─── Passage given ───
= Helmut Petri =

German anthropologist

Helmut Petri (7 November 1907 - 21 June 1986) was a German anthropologist.

==Life==
Petri was born in Cologne and received his early education both there and in Berlin. He began his university studies in 1928, taking in Economics, History and Philosophy, as well as coursework on Prehistory and Physical Anthropology, with studies that took him also to Rome, and Vienna where he studied under Wilhelm Schmidt. Wilhelm Koppers and Robert von Heine-Geldern were also among his teachers there. In this early phase Petri was particularly taken by Meso-American cultures, studying under the direction of Fritz Röck, and learnt Nahuatl. He completed his PhD with a thesis on currencies in the South Pacific (Geldformen der Südsee ).

His first professional appointment was in Vienna, where he was curator at both the Museum of Ethnology and the Museum of Natural History In 1935 he moved to Frankfurt am Main to take up a position with the Frobenius Institute. Frankfurt provided him with the opportunity to pursue research on Oceania and Australia at the Museum of World Cultures and, in 1938-1939, he embarked on his first piece of ethnographical fieldwork, which took him to the Kimberley region of Western Australia. There he worked in particular with the Worrorra, Ngarinjin (Note: Petri wrote Ungarinyin,. However Norman Tindale, after studying the problem with elders, settled on the ethnonym Ngarinjin.) and other tribes of the Dampier Archipelago.
─── Data rows ───
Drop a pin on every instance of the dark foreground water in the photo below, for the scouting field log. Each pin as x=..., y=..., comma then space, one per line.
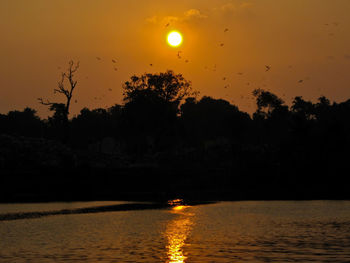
x=316, y=231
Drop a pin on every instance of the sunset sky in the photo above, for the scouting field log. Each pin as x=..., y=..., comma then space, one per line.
x=305, y=40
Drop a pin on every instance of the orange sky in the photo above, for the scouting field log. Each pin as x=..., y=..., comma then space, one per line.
x=299, y=39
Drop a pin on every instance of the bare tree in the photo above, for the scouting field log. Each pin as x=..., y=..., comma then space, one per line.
x=67, y=92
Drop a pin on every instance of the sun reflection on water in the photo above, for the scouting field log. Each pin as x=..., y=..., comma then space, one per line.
x=177, y=232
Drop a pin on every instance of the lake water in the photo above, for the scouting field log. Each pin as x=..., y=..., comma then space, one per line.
x=284, y=231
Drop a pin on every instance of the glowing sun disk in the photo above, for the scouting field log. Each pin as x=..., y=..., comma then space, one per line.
x=174, y=39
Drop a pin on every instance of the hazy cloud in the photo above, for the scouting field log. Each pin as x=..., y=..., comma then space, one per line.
x=194, y=13
x=190, y=14
x=231, y=7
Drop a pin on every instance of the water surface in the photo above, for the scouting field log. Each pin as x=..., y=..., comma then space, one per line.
x=313, y=231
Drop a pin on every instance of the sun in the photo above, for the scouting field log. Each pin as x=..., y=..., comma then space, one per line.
x=174, y=39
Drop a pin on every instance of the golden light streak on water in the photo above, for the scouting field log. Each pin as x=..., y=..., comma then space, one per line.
x=177, y=232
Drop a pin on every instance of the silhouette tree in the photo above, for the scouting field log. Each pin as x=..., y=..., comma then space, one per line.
x=168, y=86
x=304, y=109
x=151, y=107
x=209, y=119
x=267, y=103
x=25, y=123
x=67, y=92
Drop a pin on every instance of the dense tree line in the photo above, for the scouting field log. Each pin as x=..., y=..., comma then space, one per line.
x=163, y=120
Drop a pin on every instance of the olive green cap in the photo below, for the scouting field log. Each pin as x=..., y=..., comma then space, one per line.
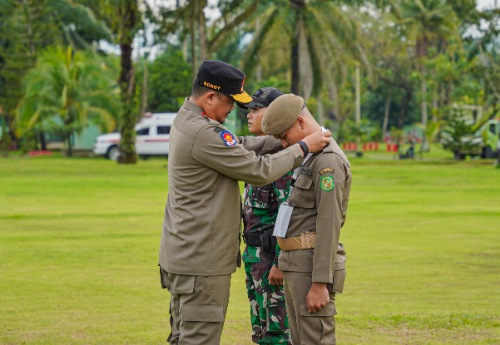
x=282, y=114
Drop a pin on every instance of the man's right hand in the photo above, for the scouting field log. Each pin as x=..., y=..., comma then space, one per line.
x=317, y=140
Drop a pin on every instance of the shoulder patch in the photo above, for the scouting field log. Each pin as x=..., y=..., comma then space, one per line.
x=325, y=170
x=326, y=183
x=228, y=138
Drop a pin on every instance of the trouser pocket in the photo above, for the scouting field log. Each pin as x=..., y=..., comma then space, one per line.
x=339, y=280
x=317, y=328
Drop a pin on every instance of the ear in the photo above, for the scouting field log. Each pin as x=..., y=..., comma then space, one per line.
x=210, y=97
x=301, y=121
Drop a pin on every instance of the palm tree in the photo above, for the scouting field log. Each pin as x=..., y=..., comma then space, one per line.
x=187, y=20
x=425, y=23
x=318, y=35
x=65, y=91
x=28, y=26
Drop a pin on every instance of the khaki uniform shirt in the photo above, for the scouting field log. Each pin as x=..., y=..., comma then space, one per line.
x=320, y=199
x=203, y=212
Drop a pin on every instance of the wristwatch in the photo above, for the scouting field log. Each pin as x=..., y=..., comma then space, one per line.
x=304, y=147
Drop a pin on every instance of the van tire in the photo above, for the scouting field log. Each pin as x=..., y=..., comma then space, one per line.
x=113, y=153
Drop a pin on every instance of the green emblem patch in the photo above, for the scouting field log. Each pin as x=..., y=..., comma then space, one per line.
x=326, y=183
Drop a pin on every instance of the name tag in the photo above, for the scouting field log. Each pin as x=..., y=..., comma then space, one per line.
x=283, y=220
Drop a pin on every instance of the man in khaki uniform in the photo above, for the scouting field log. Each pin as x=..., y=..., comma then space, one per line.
x=312, y=259
x=200, y=241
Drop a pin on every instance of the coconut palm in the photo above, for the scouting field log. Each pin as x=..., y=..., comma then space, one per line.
x=202, y=36
x=425, y=23
x=65, y=91
x=318, y=37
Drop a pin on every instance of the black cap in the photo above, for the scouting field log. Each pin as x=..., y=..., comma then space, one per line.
x=222, y=77
x=263, y=97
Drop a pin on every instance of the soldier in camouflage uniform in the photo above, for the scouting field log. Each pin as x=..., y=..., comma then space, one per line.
x=264, y=280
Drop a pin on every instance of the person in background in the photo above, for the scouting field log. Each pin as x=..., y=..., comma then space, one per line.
x=308, y=225
x=264, y=280
x=199, y=247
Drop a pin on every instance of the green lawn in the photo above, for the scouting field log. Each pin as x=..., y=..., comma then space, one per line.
x=79, y=240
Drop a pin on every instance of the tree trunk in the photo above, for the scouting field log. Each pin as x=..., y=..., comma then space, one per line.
x=144, y=91
x=299, y=5
x=70, y=146
x=386, y=116
x=202, y=30
x=43, y=142
x=194, y=63
x=128, y=13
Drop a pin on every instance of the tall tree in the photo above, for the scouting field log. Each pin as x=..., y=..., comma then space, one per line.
x=27, y=26
x=319, y=36
x=203, y=36
x=64, y=92
x=426, y=23
x=129, y=20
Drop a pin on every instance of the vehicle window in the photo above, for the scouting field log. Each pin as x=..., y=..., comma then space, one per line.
x=143, y=131
x=163, y=129
x=493, y=128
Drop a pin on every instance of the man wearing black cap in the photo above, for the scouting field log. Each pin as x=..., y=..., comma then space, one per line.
x=199, y=247
x=264, y=280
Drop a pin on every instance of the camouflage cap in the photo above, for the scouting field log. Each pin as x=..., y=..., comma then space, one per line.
x=282, y=114
x=263, y=97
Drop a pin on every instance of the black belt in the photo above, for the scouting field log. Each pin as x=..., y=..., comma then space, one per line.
x=266, y=241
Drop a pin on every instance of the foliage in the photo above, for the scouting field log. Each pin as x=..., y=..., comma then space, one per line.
x=65, y=91
x=169, y=81
x=27, y=27
x=314, y=38
x=458, y=135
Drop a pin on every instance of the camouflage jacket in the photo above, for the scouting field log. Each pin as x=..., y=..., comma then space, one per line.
x=260, y=208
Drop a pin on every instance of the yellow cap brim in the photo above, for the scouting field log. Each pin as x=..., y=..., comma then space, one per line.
x=242, y=98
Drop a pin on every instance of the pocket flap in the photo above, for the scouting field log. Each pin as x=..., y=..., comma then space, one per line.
x=303, y=182
x=202, y=313
x=327, y=310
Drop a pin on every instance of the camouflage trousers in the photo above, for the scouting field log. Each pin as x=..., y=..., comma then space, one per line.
x=267, y=306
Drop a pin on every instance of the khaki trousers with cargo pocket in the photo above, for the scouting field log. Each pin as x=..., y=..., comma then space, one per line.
x=308, y=328
x=198, y=306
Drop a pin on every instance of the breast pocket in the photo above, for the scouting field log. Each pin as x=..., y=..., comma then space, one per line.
x=261, y=197
x=303, y=193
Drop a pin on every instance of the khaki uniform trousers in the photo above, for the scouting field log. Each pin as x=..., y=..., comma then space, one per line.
x=308, y=328
x=198, y=306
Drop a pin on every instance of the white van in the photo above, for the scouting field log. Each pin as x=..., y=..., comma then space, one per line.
x=152, y=137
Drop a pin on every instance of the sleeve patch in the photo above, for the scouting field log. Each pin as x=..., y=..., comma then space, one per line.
x=228, y=138
x=326, y=183
x=322, y=171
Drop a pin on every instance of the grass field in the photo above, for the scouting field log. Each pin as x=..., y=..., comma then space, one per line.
x=79, y=240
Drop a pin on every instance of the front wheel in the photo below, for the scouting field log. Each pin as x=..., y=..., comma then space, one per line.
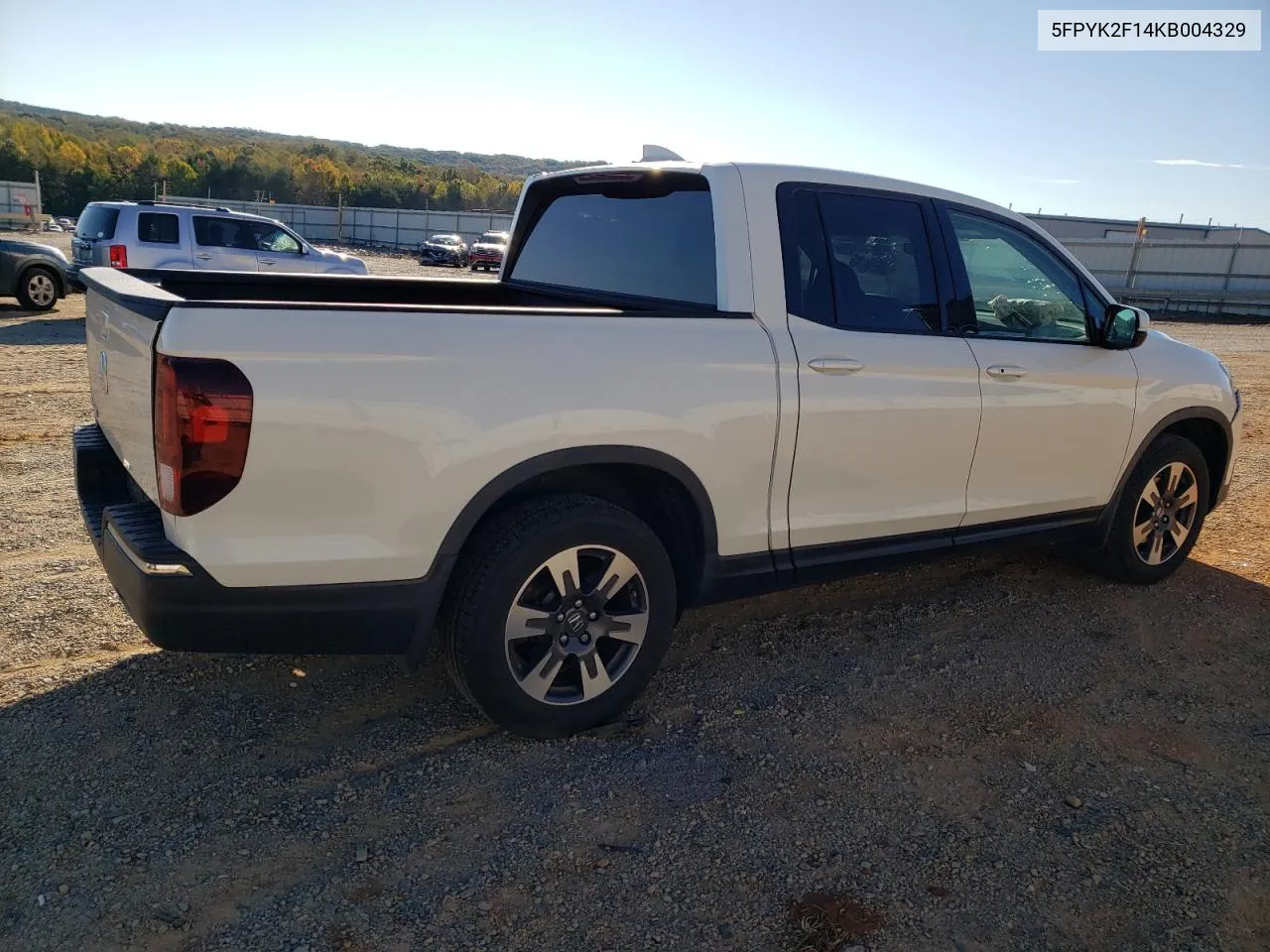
x=562, y=613
x=37, y=290
x=1160, y=515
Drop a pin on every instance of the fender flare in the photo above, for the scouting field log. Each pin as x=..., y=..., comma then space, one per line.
x=1189, y=413
x=507, y=481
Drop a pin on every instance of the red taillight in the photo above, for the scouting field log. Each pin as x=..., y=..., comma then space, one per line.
x=202, y=424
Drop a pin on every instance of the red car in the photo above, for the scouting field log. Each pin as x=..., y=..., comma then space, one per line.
x=486, y=252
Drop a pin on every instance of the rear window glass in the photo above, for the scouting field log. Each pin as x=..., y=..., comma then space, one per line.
x=153, y=226
x=96, y=222
x=651, y=238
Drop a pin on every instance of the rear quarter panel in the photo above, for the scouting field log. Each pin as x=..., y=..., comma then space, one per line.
x=1175, y=377
x=372, y=429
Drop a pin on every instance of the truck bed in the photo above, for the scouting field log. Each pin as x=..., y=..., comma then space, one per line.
x=341, y=291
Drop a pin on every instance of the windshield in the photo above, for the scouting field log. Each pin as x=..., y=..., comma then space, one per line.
x=96, y=222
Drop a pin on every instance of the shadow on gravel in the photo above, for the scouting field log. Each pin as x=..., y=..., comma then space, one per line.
x=991, y=753
x=31, y=327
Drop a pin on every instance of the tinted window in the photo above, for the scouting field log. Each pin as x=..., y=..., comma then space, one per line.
x=96, y=222
x=652, y=238
x=1020, y=289
x=223, y=232
x=153, y=226
x=271, y=238
x=808, y=289
x=874, y=264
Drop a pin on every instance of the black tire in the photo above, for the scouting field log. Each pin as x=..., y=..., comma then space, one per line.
x=1120, y=558
x=39, y=289
x=500, y=560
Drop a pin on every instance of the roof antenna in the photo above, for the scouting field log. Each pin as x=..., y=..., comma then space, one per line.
x=659, y=154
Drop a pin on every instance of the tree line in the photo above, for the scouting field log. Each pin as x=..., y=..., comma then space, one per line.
x=82, y=159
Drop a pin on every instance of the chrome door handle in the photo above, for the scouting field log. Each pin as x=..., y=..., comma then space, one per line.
x=1007, y=371
x=837, y=366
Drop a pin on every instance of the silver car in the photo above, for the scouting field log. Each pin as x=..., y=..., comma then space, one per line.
x=159, y=235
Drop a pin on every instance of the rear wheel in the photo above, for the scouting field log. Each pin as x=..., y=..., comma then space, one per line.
x=1160, y=515
x=37, y=289
x=562, y=613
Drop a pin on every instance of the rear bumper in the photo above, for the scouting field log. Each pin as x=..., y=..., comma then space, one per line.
x=178, y=606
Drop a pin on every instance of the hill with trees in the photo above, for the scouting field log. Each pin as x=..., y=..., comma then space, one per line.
x=89, y=158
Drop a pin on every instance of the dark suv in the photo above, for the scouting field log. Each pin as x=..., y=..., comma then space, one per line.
x=486, y=252
x=444, y=249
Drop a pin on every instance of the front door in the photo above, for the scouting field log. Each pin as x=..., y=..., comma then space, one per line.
x=278, y=250
x=223, y=244
x=888, y=402
x=1057, y=407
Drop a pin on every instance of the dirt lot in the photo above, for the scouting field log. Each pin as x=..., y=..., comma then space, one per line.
x=989, y=753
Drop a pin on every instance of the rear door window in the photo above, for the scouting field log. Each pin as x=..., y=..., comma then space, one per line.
x=159, y=227
x=225, y=232
x=644, y=236
x=96, y=222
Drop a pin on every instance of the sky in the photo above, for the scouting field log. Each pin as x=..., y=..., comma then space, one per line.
───
*Stated goal 1:*
Copy the stretch from "Helmut Petri (7" through "der Südsee )." from the article on Helmut Petri, word for word.
*Stated goal 2:*
Using the article on Helmut Petri, mark each statement yes or no, and quote the words of the article that settle it. (a) Petri began his university studies in 1928. (b) Petri's PhD thesis dealt with currencies in Meso-America. (c) Petri moved to Frankfurt am Main in 1935.
*Stated goal 3:*
Write the next part of the article on Helmut Petri, picking up after its final sentence.

*Task response 1:*
Helmut Petri (7 November 1907 - 21 June 1986) was a German anthropologist.

==Life==
Petri was born in Cologne and received his early education both there and in Berlin. He began his university studies in 1928, taking in Economics, History and Philosophy, as well as coursework on Prehistory and Physical Anthropology, with studies that took him also to Rome, and Vienna where he studied under Wilhelm Schmidt. Wilhelm Koppers and Robert von Heine-Geldern were also among his teachers there. In this early phase Petri was particularly taken by Meso-American cultures, studying under the direction of Fritz Röck, and learnt Nahuatl. He completed his PhD with a thesis on currencies in the South Pacific (Geldformen der Südsee ).

*Task response 2:*
(a) Yes: "He began his university studies in 1928"
(b) No: "He completed his PhD with a thesis on currencies in the South Pacific"
(c) Yes: "In 1935 he moved to Frankfurt am Main to take up a position with the Frobenius Institute"

*Task response 3:*
On his return, Petri was drafted into the Wehrmacht and served as a radio-operator in France, Greece, North Africa and Italy. At war's end, he was taken prisoner and detained for several months in an American camp for POWs. On his release, he resumed his former job at the Frobenius Institute, under Adolf Ellegard Jensen, lecturing in anthropology. After a further stint of fieldwork in Australia in 1953-1954. he was appointed to a full professorship in 1956, and department chair of the Department of Social and Cultural Anthropology at the University of Cologne two years later. In 1959 he married a fellow ethnologist, Gisela Odermann, who had also accompanied him on his fieldwork expedition in 1953/1954. He retired in 1971.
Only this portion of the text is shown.